- **Brief**
Write the records out exactly, so that no picture remains in the copy.

- **Raw data**
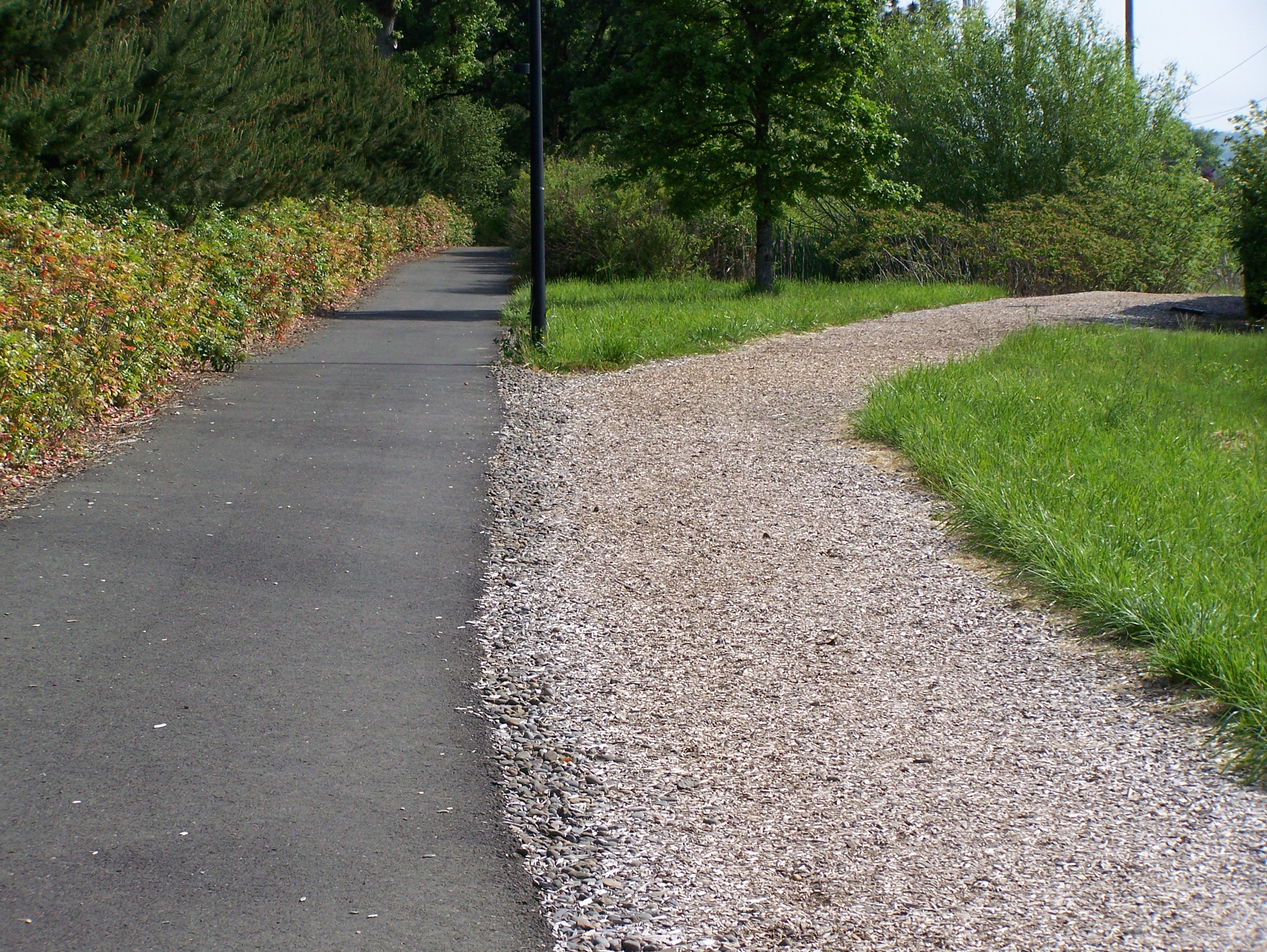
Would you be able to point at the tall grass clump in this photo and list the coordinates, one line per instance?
(601, 326)
(1124, 472)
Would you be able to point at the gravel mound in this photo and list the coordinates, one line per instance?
(748, 695)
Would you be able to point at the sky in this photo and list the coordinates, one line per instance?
(1207, 38)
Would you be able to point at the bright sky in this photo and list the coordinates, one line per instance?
(1207, 38)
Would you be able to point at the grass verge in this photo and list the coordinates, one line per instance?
(1123, 471)
(596, 326)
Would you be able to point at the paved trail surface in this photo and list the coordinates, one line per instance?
(268, 659)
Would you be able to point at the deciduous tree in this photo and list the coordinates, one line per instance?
(750, 103)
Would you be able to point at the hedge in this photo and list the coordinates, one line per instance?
(101, 316)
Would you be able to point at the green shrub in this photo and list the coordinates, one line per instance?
(596, 230)
(995, 110)
(1155, 231)
(98, 316)
(194, 103)
(1250, 216)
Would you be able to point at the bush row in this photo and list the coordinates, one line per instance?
(1248, 177)
(97, 316)
(1156, 231)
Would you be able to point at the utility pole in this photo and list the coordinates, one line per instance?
(539, 180)
(1131, 37)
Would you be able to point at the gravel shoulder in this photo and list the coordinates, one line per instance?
(749, 695)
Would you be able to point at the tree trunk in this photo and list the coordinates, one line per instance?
(765, 254)
(383, 40)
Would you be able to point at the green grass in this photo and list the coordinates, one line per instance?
(595, 326)
(1126, 472)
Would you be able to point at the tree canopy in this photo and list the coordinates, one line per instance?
(749, 103)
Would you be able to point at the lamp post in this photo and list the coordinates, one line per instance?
(1131, 37)
(539, 179)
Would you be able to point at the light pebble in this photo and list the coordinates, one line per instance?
(749, 695)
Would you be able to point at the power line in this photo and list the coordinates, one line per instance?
(1229, 72)
(1220, 113)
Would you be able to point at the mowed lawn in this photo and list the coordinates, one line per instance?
(1123, 471)
(606, 326)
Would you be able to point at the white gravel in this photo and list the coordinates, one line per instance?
(749, 695)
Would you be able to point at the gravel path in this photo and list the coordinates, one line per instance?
(748, 695)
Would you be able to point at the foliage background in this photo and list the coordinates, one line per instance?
(95, 317)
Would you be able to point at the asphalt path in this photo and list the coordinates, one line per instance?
(236, 694)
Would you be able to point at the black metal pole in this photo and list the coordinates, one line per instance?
(1131, 37)
(539, 182)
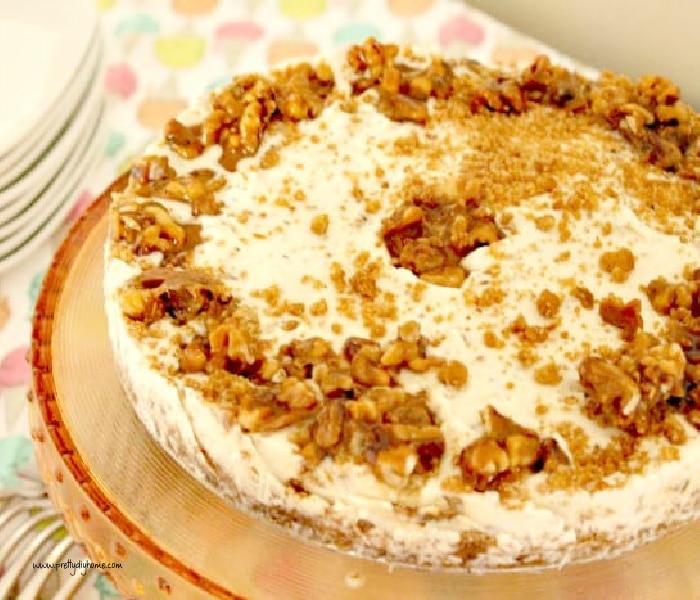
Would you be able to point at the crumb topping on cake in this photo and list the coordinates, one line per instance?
(432, 291)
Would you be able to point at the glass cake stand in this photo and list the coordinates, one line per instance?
(128, 502)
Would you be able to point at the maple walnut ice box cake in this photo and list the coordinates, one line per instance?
(421, 309)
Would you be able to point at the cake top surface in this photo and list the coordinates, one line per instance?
(426, 282)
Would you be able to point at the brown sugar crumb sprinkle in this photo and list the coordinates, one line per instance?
(648, 113)
(584, 296)
(506, 452)
(549, 374)
(548, 304)
(681, 302)
(319, 224)
(432, 233)
(243, 111)
(403, 90)
(626, 316)
(147, 227)
(153, 177)
(618, 264)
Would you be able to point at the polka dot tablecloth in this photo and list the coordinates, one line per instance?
(160, 54)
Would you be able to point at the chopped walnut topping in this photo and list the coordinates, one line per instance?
(650, 115)
(402, 90)
(635, 388)
(529, 334)
(665, 296)
(153, 177)
(244, 110)
(618, 264)
(506, 452)
(179, 294)
(624, 316)
(430, 235)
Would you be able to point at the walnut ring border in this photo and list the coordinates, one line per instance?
(49, 405)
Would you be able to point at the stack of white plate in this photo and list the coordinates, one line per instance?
(51, 107)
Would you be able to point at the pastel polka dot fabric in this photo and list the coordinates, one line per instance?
(161, 54)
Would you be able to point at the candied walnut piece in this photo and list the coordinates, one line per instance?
(665, 296)
(650, 115)
(235, 343)
(430, 236)
(153, 177)
(633, 389)
(619, 264)
(402, 90)
(506, 452)
(553, 85)
(626, 316)
(148, 227)
(181, 295)
(301, 90)
(278, 407)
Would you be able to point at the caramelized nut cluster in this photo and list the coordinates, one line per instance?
(147, 227)
(403, 90)
(181, 295)
(634, 388)
(153, 177)
(649, 113)
(681, 302)
(505, 452)
(431, 235)
(626, 316)
(639, 388)
(349, 405)
(243, 111)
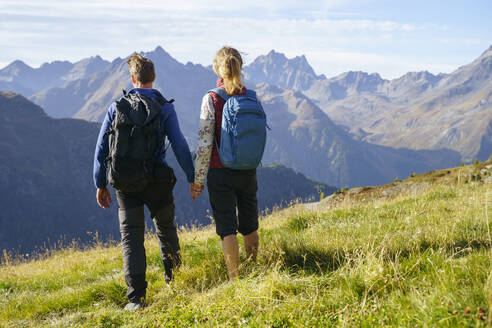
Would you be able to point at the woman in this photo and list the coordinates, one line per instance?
(232, 192)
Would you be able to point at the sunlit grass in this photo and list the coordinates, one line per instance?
(415, 259)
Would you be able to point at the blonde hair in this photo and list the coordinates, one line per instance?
(141, 68)
(228, 65)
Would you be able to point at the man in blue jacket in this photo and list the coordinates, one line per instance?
(157, 195)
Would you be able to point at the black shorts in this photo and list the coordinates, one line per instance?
(233, 200)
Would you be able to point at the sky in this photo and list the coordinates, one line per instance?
(387, 37)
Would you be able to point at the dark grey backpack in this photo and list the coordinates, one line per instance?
(134, 142)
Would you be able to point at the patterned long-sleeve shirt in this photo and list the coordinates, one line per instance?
(205, 139)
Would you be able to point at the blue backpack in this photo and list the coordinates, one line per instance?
(243, 131)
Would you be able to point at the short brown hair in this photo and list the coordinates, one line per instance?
(141, 68)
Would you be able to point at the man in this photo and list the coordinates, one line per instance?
(136, 107)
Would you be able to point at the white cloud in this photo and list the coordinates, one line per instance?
(37, 32)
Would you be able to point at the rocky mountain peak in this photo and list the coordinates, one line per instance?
(276, 68)
(15, 68)
(487, 52)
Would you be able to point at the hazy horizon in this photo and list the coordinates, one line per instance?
(336, 36)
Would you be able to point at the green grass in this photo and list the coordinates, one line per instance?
(411, 260)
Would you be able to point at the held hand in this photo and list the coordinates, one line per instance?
(195, 190)
(103, 197)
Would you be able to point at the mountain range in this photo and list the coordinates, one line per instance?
(47, 189)
(418, 110)
(305, 135)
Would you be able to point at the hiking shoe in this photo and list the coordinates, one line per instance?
(135, 306)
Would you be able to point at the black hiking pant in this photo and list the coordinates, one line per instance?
(158, 197)
(233, 200)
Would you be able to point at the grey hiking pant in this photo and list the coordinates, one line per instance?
(158, 198)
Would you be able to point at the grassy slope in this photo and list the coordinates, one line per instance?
(372, 257)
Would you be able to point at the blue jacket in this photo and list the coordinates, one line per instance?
(170, 128)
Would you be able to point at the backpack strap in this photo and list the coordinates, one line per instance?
(251, 94)
(221, 92)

- **Output of the task**
Would you be able to point at the tall grass clump in this photo and list the coordinates, one line per instance?
(601, 326)
(1124, 472)
Would you be able to point at the gravel mound in this photo and list the coordinates, one line per instance?
(748, 695)
Would you be able to point at the sky in this photo and list the coordinates, one line per instance?
(1207, 38)
Would you be able to point at the bright sky in this photo and list the coordinates, one line per instance?
(1207, 38)
Would you be able to point at the grass verge in this photo and list the coordinates, one line per instance?
(1123, 471)
(596, 326)
Would you be able to point at the paved trail surface in this photo and list the coordinates, one line per instance?
(268, 659)
Would you be able to point at the deciduous tree in this photo and list the coordinates, one line per instance?
(750, 103)
Would you be able to point at the hedge in this photo and list the coordinates, one line per instance?
(101, 316)
Would you be able to point at the green shrub in this photo and list the coordinates, one line per instance?
(596, 230)
(995, 110)
(1155, 231)
(98, 316)
(194, 103)
(1250, 216)
Would you be able to point at the bush row in this photo and list the coordinates, one line per instance?
(1248, 177)
(97, 316)
(1156, 231)
Would you be able to point at the utility pole in this photo and list the coordinates, one line per instance?
(539, 180)
(1131, 37)
Would you be able to point at the gravel shoulder in this photo and list the coordinates, one line per instance?
(749, 695)
Would you be able to point at the tree trunk in this photo and list the coordinates, one line per instance?
(765, 254)
(383, 40)
Would you be able to point at the green grass in this photo and list the coordinates, one line per instance?
(595, 326)
(1126, 472)
Would you be able to point at the tree canopy in this photo and list the coordinates, one line per instance?
(749, 103)
Would you be able to point at the lamp post in this photo and list the coordinates, one line per instance?
(1131, 37)
(539, 179)
Would you be able to point at the light pebble in this photo and list the coordinates, one line per instance?
(749, 695)
Would you be able to point at the power line in this photo and list the coordinates, one line per instance?
(1229, 72)
(1220, 113)
Would you be able to point at the mowed lawn in this photo and list the coordinates, one line per instance?
(1123, 471)
(606, 326)
Would you be able to point at the white gravel in this photo and list the coordinates, one line per instance?
(749, 695)
Would you be able to point at the gravel path in this photo and list the coordinates, one line per instance?
(748, 695)
Would you be able to point at the foliage background in this photo and list the coordinates, one line per instance?
(95, 317)
Would you be able to point at the asphalt path in this photo and list the coordinates, one line per instance?
(236, 694)
Would you be able to point at the black metal pole in this photo and list the coordinates, one line per instance?
(1131, 37)
(539, 182)
Would you be able to point at the crumb topping on cake in this photo and list the coordinates, one line per instance?
(432, 291)
Would you be able to point at the glass cake stand in this photo and list the coordinates, one line per instance?
(128, 502)
Would you be able to point at the maple walnut ice box cake in this photo and list the coordinates, one line per instance?
(421, 309)
Would you be able to point at the cake top surface in this photo and list the coordinates, one line per instance?
(426, 282)
Would you be able to point at the brown sugar crumb sprinkle in this photo and list the coordinates, one line per instance?
(648, 113)
(584, 296)
(506, 452)
(549, 374)
(548, 304)
(681, 302)
(319, 224)
(432, 233)
(243, 111)
(403, 90)
(626, 316)
(147, 227)
(153, 177)
(618, 264)
Would you be able to point at the polka dot tablecloth in this photo and list the coordinates, one line per instance?
(160, 54)
Would you be able to point at the chopped walnut topping in this photo and list the coordinates, one line per instance?
(650, 115)
(402, 90)
(635, 388)
(529, 334)
(665, 296)
(153, 177)
(244, 110)
(618, 264)
(506, 452)
(179, 294)
(624, 316)
(430, 235)
Would you be able to point at the walnut ring border in this photo and list the coordinates, one line per instance?
(49, 405)
Would you be able to point at the stack of white plate in this photo and list the coordinates, one line per instance?
(51, 107)
Would you be able to point at the pastel polka dot fabric in this photo and list the coordinates, one line per instance?
(161, 54)
Would you be able to point at the candied walnut piece in this photo and list the coordinates, one line per instance?
(665, 296)
(650, 115)
(235, 343)
(430, 236)
(153, 177)
(633, 389)
(619, 264)
(402, 90)
(506, 452)
(553, 85)
(626, 316)
(148, 227)
(181, 295)
(301, 90)
(278, 407)
Would you be able to point at the caramelized nut cluster in this photo and list the coordinates, one line per instance?
(147, 227)
(403, 90)
(181, 295)
(634, 388)
(153, 177)
(649, 113)
(681, 302)
(505, 452)
(431, 235)
(626, 316)
(639, 388)
(349, 405)
(243, 111)
Would you be able to point at the woman in this photo and list the coordinates, one line per instance?
(232, 192)
Would you be able to point at the sunlit grass in this photo and list the coordinates, one line per instance?
(415, 259)
Would you be able to point at the blonde hair in this photo and list the coordinates, one line per instance?
(141, 68)
(228, 65)
Would you be able to point at the man in blue jacket in this photo and list the coordinates, one line per instance?
(157, 195)
Would you be able to point at the black shorts in this photo and list the coordinates, one line per instance?
(233, 200)
Would you be able to point at the sky in this photo and list the coordinates, one line per instance?
(387, 37)
Would you be able to point at the dark grey backpack in this photo and list the coordinates, one line per instance?
(134, 142)
Would you be able to point at the patterned long-sleeve shirt in this photo and list the coordinates, one line per instance?
(205, 139)
Would you be able to point at the blue backpack in this photo and list the coordinates, one line per instance?
(243, 131)
Would you be able to point at the short brown hair in this photo and list the coordinates, one line per instance?
(141, 68)
Would you be able to point at the man in this photo and list the coordinates, one line per instance?
(136, 107)
Would you be able to point at the white cloud in this photo and list the coordinates, one line per instance?
(37, 32)
Would you be able to point at the rocky mountain peak in this photo and list the coordinates, one line per instance?
(276, 68)
(15, 68)
(487, 52)
Would you be able to point at the hazy horizon in this photo and list the coordinates, one line per instance?
(336, 36)
Would you be able to point at the green grass in this photo and list the coordinates, one line per instance?
(411, 260)
Would you be able to point at the held hand in this photo and list the coordinates, one line per instance?
(195, 190)
(103, 197)
Would you be able to point at the mountain range in this photo and list the coordinates, one line per instance?
(47, 189)
(418, 110)
(305, 135)
Would you be able to point at the hiking shoe in this photo and list the coordinates, one line per instance?
(135, 306)
Would you be able to point at the black hiking pant in this photo and list the coordinates, one line per instance?
(158, 197)
(233, 200)
Would you be able to point at the grey hiking pant in this photo and list the coordinates, one line per instance?
(158, 198)
Would you be able to point at the grassy slope in this photo and list the coordinates, one line per instance?
(372, 257)
Would you be able to point at the blue jacket in this photo and list the coordinates, one line per instance?
(170, 128)
Would you be able to point at the backpack strap in this photo and list the coordinates, one line per instance?
(251, 94)
(221, 92)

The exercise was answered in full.